Provided material >>
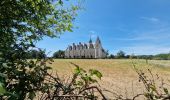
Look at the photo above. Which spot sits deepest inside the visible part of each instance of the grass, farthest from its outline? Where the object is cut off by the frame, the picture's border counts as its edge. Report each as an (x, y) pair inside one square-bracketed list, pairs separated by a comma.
[(118, 74)]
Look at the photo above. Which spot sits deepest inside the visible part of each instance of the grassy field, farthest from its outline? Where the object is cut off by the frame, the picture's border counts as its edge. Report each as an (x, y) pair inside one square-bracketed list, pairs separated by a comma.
[(119, 75)]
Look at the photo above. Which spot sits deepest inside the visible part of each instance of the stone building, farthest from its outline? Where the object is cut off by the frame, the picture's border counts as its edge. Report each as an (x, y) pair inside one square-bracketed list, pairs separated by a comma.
[(89, 50)]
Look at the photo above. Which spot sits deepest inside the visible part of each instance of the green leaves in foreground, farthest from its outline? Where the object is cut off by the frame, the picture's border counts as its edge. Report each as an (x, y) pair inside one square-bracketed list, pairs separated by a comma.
[(2, 89)]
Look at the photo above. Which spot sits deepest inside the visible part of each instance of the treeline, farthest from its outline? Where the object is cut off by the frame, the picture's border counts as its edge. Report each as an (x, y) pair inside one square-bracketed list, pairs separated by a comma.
[(119, 55), (36, 54), (122, 55)]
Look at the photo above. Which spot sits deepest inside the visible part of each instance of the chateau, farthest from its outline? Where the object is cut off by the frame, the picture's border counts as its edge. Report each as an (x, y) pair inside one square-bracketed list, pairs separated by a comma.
[(89, 50)]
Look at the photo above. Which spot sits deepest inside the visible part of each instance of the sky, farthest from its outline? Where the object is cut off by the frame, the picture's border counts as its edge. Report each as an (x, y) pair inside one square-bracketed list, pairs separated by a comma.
[(134, 26)]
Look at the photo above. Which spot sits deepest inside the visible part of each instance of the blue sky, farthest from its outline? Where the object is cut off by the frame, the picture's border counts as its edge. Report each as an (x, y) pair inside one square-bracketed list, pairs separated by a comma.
[(134, 26)]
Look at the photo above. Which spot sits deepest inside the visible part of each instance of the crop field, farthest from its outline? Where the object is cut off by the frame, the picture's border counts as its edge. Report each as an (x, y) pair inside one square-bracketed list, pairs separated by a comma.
[(119, 75)]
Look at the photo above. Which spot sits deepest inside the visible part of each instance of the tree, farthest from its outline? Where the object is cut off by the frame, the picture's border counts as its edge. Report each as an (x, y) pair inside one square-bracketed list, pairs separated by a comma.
[(22, 23), (120, 54), (111, 56), (58, 54), (37, 54)]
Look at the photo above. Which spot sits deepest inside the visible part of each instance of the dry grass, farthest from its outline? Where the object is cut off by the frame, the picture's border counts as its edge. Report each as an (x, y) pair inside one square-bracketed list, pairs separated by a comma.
[(118, 75)]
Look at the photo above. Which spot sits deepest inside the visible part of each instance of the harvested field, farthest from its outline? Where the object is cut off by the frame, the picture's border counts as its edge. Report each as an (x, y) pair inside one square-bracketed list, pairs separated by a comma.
[(119, 75)]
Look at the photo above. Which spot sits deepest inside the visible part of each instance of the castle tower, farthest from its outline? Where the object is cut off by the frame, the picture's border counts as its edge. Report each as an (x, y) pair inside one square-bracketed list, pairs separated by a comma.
[(98, 43)]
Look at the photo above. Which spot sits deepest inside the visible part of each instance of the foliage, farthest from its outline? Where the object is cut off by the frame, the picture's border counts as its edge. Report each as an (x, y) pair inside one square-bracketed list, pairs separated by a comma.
[(22, 23), (81, 84), (111, 56), (59, 54)]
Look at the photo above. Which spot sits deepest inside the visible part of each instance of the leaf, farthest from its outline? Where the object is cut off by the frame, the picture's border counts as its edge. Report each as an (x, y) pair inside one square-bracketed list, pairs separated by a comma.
[(166, 90), (2, 89), (32, 95)]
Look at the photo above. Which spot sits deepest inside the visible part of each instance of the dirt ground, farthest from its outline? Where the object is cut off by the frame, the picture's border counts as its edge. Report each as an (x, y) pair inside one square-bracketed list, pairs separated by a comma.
[(119, 75)]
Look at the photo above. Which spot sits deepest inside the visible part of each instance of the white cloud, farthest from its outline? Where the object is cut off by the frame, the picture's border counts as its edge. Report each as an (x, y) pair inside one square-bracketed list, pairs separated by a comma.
[(146, 49), (93, 34), (151, 19)]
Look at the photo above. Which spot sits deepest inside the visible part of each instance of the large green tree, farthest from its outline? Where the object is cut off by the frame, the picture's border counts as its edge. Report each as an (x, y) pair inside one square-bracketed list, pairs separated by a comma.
[(22, 23)]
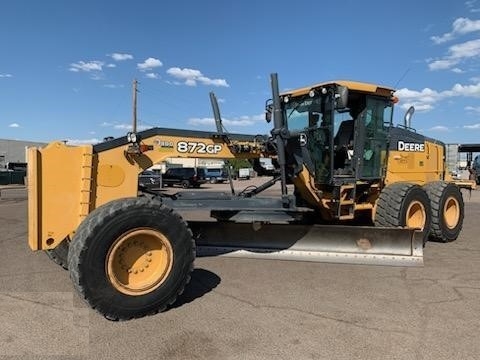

Written exercise >>
Give every line of the records above as a JSON list of strings, one string per line, with blank lines skipped. Leave the pictures out of the list.

Result >>
[
  "Look at the photo above. Which spot sits deepest inside the visible part of each instance of the grass, farthest from its outline? Where the object is cut off by the frame, the picture's border counts as its edge. Report each as an (x, y) pair inside one square-bracketed list, pairs separated by a comma.",
  "[(118, 74)]",
  "Look at the photo above. Which spot sits deepest inside the visible part of each instance of the grassy field, farthest from its outline? Where the object is cut off by the frame, the picture's border counts as its edge. Report each as an (x, y) pair inside one square-bracketed list, pairs separated by a comma.",
  "[(119, 75)]",
  "Look at the photo above. Which spot sits deepest inside the visible part of each instance of the stone building, farthest from its outline? Where the object is cut off by the frame, the picture's border counts as its edge. Report each as an (x, y) pair inside one square-bracketed list, pairs separated by a comma.",
  "[(89, 50)]",
  "Look at the photo above. Which spot sits deepest inside the visible part of each instance of the green leaves in foreground, farthest from its outline? Where the object is cut off by the frame, the picture's border counts as its edge. Report each as an (x, y) pair inside one square-bracketed list, pairs separated by a comma.",
  "[(2, 89)]",
  "Look at the photo above. Which spot sits deepest inside the visible part of each instance of the treeline, farthest from its outline? Where the object is cut off by the frame, the picture's border counts as its edge. Report each as an (x, y) pair inside one square-bracketed list, pairs separated by a comma.",
  "[(119, 55), (36, 54), (122, 55)]",
  "Look at the photo above. Which spot sits deepest inside the visible part of each instance of the chateau, farthest from its outline? Where the object is cut off by the frame, the picture's border counts as its edge. Report each as an (x, y) pair inside one square-bracketed list, pairs separated by a comma.",
  "[(89, 50)]",
  "Look at the photo above. Which spot sits deepest inside the visible part of each instance of the sky, farthest from its outline? Where the object is cut off by the frame, the picture's border counts as its edge. Report each as an (x, y) pair inside one square-bracketed list, pairs separated by a comma.",
  "[(134, 26)]",
  "Look at the photo above. Which spot sits deepest inside the visible part of each instance of the blue sky, farthest from its outline? Where the object is cut off by the frame, the picture's border counts as its edge. Report each as an (x, y) pair inside one square-bracketed list, pairs separated by a comma.",
  "[(134, 26)]",
  "Look at the photo above. Which spot sits deepest inside the visible part of each instance of the crop field, farthest from its outline? Where the object is cut off by the frame, the picture's border counts as its edge. Report each as an (x, y) pair inside one square-bracketed list, pairs separated by a comma.",
  "[(119, 75)]",
  "Look at the photo above. Which spot sits deepest inside the visible part of each instance of the tree, farthest from its outline? Where the object is cut off by the frame, the picture's border counts as its edge. Report each as an (x, y) pair inside one square-bracketed list, pairs separated by a comma.",
  "[(22, 23), (120, 54), (111, 56), (58, 54), (37, 54)]",
  "Look at the photo above. Which spot sits deepest inside the visible part of each instance of the dry grass, farthest from its outline? Where the object is cut off by the frame, the picture's border counts as its edge. Report each as an (x, y) pair inside one square-bracketed list, pairs separated by a comma.",
  "[(118, 75)]",
  "Look at the photo above. Which spot sits deepest inside the visible part of each instance of the harvested field, farthest from its outline? Where the object is cut off by the frame, the picture's border counts as its edge. Report each as an (x, y) pair inside one square-bracketed list, pairs separated by a comma.",
  "[(119, 75)]",
  "Look at the photo above. Which spot sits deepest inside the visible part of each instance of the castle tower, farthest from its outline? Where the object is cut off by the frame, the picture's border counts as its edge. Report each as an (x, y) pair inside one square-bracketed list, pairs separated by a comma.",
  "[(98, 43)]",
  "Look at the photo above. Which spot sits deepest inside the visible part of each instance of the foliage, farthest from its outline? Where the object is cut off by the frame, the picture's border counts as its edge. Report each as an (x, y) pair inside one square-bracketed list, pairs separated by a comma.",
  "[(22, 23), (81, 84), (111, 56), (59, 54)]",
  "Look at the photo above. Which spot sits deepest inside the visible part of each instance of the leaf, farthest from its outline? Where the object is cut off by the frame, the picture's border counts as its edge. Report each as an (x, y) pair inside one square-bracketed list, pairs separated by a comma.",
  "[(166, 90), (2, 89), (32, 95)]",
  "Look at the photo above. Which spot sits deepest inside the visible part of each instance of the dirt ground, farthest from its outline? Where the object is cut off by the frame, the picture's border counts as its edge. Report each as an (x, y) pair inside one square-bracketed list, pairs separated by a comma.",
  "[(119, 75)]",
  "Look at the photo above. Which spot sits deepest inside the visible part of each instance of the white cloud, farthest from its outline? Where the object is cut off by the frame, the picture's border counts as its edge. Report each as an (x, y) pair inside one square-bracketed list, pairs separated by a comma.",
  "[(146, 49), (93, 34), (151, 19)]",
  "Look at the photo above. Which spot sits deepest inside the visible part of each instance of the large green tree, farthest from its outline? Where the object is cut off by the frame, the picture's border counts as its edge. Report each as an (x, y) pair inside one square-bracketed list, pairs separated by a comma.",
  "[(22, 23)]"
]